> **Data to examine**:

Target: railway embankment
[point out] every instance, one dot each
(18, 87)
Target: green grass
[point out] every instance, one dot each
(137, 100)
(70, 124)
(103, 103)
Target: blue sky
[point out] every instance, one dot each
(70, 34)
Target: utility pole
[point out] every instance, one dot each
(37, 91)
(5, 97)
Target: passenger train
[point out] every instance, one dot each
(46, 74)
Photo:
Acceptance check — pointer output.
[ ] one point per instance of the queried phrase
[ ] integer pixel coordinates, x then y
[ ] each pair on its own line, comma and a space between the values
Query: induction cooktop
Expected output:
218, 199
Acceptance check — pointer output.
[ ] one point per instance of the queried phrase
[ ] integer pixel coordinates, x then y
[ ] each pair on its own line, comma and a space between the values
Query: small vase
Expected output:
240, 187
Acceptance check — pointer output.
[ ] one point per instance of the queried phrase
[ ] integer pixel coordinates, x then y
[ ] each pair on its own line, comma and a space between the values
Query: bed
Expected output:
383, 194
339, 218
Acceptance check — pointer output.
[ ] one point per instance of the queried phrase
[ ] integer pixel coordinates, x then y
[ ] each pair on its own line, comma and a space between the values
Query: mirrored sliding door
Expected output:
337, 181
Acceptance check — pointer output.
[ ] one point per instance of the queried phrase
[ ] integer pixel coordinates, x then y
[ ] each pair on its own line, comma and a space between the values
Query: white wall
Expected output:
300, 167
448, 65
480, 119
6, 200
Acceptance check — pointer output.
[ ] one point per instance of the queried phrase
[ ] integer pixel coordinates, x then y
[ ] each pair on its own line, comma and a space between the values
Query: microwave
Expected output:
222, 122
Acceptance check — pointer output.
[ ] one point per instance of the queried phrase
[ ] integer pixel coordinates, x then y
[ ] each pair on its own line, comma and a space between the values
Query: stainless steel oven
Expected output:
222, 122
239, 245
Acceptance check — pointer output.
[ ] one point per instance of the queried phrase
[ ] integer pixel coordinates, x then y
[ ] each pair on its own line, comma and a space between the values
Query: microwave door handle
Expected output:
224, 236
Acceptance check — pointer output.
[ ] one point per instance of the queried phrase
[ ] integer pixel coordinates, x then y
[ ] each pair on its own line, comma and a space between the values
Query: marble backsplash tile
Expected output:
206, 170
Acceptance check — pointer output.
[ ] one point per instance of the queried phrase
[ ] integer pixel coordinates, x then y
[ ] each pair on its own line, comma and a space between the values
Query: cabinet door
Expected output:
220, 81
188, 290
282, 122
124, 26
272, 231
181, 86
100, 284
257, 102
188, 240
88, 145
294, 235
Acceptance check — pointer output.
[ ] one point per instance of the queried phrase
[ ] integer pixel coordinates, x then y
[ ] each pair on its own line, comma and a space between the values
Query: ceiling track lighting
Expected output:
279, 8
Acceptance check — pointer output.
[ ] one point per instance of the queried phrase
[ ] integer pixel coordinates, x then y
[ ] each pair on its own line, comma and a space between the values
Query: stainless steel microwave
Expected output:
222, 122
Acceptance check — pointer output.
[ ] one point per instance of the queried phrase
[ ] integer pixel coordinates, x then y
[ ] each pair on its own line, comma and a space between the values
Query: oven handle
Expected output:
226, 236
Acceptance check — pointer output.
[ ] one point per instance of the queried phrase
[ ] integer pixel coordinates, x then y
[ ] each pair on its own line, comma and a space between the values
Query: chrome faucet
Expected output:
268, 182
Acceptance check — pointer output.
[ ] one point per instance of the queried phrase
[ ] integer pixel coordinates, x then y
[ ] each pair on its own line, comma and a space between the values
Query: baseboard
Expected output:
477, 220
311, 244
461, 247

> **Exercise brief**:
Send back exactly the lines from the line with "Query: ceiling track lighting" through the end of the records.

> **Your response**:
Query: ceiling track lighting
Expected output:
279, 8
Acceptance check — pointer output.
[ ] one point per instance of the queried phrase
[ ] integer pixel coordinates, x then y
[ ] each pair on its own line, comma and a space between the values
Query: stainless steel microwave
Expected output:
222, 122
Acceptance check — pointer output.
[ ] one point per instance of the queried phrase
[ ] integer pixel coordinates, x then y
[ ] each pair on its own line, comma and a space between the values
Query: oven handle
Expected output:
226, 236
Acceptance check — pointer output.
[ ] one point per instance of the queried phrase
[ ] integer pixel coordinates, x then y
[ ] each pair on its own line, comma and a space between the values
Query: chrome faucet
Expected output:
268, 182
Acceptance check — pointer output.
[ ] one point per instance of the queried phrase
[ ] integer pixel coordinates, x then y
[ ] each pair on its own line, comma and a space between the values
Query: baseboard
Expected output:
477, 220
311, 244
461, 247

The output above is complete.